● **Problems to solve**:
1. In the passage on ultra-broadband absorbers, which two slow lithography methods are said to cause cost and time inefficiency?
2. Continue the passage on ultra-broadband absorbers, beginning after its final sentence.

● **Document excerpt**:
Segment Open
Although all of these schemes provided some advances in enhancing absorption over broad spectral regimes via coupling matching, there have been a few limitations as well. Electron beam lithography based plasmonic perfect absorbers [11] suffered from wavelength scalability issues along with some difficulty in achieving ultra-broad bandwidth due to the evident material dispersion phenomenon. Similarly, enhanced omnidirectionality with broad spectral range had been achieved by adiabatically-coupled tapered hyperbolic metamaterial (HMM) ultra-broadband absorbers [15], yet, low scalability to large-area fabrication and repetitive use of focused ion beam (FIB) lithography [10] and etching techniques were present in this tapered HMM design. Slow e-beam and FIB lithography used in these works lead to cost and time inefficiency towards the realization of low-cost, large-area and complexity-free designs. On the other hand, field penetration based flat MPA structure [14] does not require lithography and etching techniques, but unlike the tapered HMM MPA [15], the absorption values achieved is only nearly-prefect in this work and requires repeated metal-dielectric stacking. A nano-imprint based tapered HMM MPA by J.Guo et al. [8] eliminates the use of multiple lithography steps for the tapered hyperbolic metamaterial (HMM) ultra-broadband absorbers [15], and the method is suitable for large area fabrication [18,19]. While significant advancements have been achieved in the past, ultimate aims remained to attain lithography and dry etching free, low-cost, low-temperature, and low-complexity designs with ultra-broadband absorption.
Segment Closed
● **Dataset content**:
Segment Open
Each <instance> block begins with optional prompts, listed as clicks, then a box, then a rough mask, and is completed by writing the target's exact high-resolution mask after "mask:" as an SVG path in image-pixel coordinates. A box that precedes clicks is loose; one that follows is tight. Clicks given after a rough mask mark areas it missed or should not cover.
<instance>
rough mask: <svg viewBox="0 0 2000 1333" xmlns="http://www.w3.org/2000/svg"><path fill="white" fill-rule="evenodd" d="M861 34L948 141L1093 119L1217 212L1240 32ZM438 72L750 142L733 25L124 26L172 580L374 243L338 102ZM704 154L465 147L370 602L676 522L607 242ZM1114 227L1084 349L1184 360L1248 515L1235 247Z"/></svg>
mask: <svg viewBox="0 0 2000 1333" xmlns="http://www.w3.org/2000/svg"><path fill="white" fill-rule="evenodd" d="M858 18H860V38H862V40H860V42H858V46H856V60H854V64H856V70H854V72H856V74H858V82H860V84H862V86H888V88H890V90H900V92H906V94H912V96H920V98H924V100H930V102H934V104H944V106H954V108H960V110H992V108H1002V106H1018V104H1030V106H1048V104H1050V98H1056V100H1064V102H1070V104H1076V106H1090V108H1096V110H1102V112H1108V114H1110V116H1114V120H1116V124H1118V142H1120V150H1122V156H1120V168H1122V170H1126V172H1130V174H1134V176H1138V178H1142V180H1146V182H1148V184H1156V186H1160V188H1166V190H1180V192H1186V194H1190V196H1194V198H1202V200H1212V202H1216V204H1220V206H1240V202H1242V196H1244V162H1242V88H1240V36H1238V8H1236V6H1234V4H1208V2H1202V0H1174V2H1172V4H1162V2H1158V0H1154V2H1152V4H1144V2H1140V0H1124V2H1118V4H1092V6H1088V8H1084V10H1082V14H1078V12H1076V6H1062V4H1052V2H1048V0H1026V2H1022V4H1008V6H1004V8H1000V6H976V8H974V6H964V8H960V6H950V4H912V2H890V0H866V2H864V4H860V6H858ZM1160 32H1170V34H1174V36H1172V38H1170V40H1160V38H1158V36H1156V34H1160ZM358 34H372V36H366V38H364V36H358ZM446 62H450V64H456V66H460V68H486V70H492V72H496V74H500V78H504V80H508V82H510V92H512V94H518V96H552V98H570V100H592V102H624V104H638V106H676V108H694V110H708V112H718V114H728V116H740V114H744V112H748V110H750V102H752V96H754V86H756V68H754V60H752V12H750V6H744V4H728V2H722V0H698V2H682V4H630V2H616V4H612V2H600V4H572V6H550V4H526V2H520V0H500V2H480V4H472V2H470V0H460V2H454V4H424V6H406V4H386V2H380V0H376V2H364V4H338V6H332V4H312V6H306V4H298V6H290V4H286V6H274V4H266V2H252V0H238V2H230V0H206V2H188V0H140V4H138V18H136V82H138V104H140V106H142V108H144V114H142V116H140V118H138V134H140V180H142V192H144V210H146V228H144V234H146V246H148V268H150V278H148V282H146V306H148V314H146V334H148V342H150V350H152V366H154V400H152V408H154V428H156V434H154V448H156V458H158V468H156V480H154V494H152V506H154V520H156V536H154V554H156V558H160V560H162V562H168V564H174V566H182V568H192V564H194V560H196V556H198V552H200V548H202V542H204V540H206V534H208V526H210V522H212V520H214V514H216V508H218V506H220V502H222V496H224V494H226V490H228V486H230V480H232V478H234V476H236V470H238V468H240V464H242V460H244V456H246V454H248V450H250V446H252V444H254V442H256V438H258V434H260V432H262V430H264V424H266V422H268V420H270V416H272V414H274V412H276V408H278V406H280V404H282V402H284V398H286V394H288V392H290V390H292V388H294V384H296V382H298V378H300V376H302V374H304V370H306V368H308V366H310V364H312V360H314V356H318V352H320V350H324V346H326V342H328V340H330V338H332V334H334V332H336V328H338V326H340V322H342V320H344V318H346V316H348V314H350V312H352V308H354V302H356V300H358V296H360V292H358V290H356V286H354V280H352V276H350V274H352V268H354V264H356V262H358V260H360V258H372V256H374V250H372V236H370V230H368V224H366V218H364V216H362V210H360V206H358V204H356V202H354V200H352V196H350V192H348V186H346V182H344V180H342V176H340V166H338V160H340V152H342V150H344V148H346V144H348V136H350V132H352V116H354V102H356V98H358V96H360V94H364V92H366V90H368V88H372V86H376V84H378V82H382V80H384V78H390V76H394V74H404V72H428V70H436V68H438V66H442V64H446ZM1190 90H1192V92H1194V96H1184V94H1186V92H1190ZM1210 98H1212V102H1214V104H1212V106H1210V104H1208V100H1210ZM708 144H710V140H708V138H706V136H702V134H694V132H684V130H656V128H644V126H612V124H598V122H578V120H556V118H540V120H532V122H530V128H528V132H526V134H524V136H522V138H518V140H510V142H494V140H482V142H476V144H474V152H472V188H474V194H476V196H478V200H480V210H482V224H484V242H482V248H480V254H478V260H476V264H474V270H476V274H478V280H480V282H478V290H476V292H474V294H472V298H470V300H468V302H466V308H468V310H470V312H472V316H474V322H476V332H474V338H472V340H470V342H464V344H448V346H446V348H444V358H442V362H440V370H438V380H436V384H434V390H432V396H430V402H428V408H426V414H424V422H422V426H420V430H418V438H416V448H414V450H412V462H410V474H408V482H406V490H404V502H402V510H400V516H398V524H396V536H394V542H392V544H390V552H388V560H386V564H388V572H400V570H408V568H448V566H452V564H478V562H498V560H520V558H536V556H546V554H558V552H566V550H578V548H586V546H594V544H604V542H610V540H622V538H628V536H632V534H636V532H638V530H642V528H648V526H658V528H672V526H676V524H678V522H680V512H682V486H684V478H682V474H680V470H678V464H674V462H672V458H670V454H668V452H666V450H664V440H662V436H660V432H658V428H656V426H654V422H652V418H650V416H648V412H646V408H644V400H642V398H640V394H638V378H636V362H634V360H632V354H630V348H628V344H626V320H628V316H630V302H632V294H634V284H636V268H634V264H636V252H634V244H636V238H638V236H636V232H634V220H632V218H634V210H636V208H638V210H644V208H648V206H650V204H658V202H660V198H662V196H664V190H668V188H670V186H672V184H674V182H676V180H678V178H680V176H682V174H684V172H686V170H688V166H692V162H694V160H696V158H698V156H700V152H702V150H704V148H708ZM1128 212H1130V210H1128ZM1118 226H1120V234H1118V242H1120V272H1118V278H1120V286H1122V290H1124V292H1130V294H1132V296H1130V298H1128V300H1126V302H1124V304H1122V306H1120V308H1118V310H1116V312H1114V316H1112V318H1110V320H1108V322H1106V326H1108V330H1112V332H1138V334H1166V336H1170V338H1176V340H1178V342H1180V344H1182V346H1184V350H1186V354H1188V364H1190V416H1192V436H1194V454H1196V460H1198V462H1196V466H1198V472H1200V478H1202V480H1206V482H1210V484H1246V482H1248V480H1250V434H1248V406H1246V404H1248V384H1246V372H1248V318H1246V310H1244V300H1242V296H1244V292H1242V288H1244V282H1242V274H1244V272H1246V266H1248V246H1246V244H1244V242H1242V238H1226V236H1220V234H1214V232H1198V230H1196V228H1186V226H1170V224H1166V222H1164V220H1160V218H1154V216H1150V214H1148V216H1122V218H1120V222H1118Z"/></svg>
Segment Closed
● **Response list**:
1. Electron beam (e-beam) lithography and focused ion beam (FIB) lithography.

2.
In recent years, ZnO has been widely recognized as a versatile material with numerous applications in electronics and optoelectronics technological fields [20]. Typically, ZnO films are formed via various fabricating methods including pulsed laser deposition, thermal evaporation, spray pyrolysis, metal organic chemical vapor deposition, radio frequency magnetron sputtering, and epitaxial electrodeposition. Nonetheless, an alternating aqueous chemical growth (ACG) based fabrication technique has been found to be an efficient method to grow low-cost three-dimensional (3D) ZnO nanotubes, ZnO nanorods, ZnO nanowires, ZnO nanoplates, ferric oxide nanorods, tin dioxide nanorods, and arrays of ZnO nanopagoda [21–25].
In the proposed work here, thin-metal on ZnO nanopagoda MPA structure has been investigated. ZnO nanopagoda arrays grown on the silicon substrate by adding L-ascorbic acid have been used as a base to incorporate gradient index thin Ti nanocones, as shown in Fig. 1. This gradient profile structure will facilitate proper adiabatic coupling of the incoming photons into the structure. Our tapered structure does not require cost and time-consuming lithography and dry plasma etching techniques as compared to the tapered HMM structures [15]. Besides, this design does not suffer from wavelength scalability and material dispersion issues as compared to plasmonic-based perfect absorbers [11]. Due to the nanostructure, light scattering and diffraction enhance the broadband absorption while these are impossible in a planar structure [14]. Figure 2 illustrate the various concepts of physics involved in our structure.
Fig. 1 (a) Two-dimensional (2D) and (b) three-dimensional (3D) cross-sectional views of our proposed MPA structure.
Fig. 2 (a) Physical concepts involving field penetration, resonant cavity, and adiabatic coupling for the proposed design. (b) The gradient index variation is also shown along the vertical y direction. n is the refractive index, and y is the vertical space coordinate. The gradient index is the key to adiabatic coupling.
2. Methods
2.1 Theoretical modeling and optimization
Rigorous coupled wave analysis (RCWA) method in Rsoft DiffractmodTM has been adopted for simulations in this work. Material parameters from the Rsoft database have been used here [26]. RCWA is a numerical method in computational electromagnetics, which implements eigenmode expansion where the waveguide modes in the layered structure are the bases for the solution fields in the periodic nanostructures.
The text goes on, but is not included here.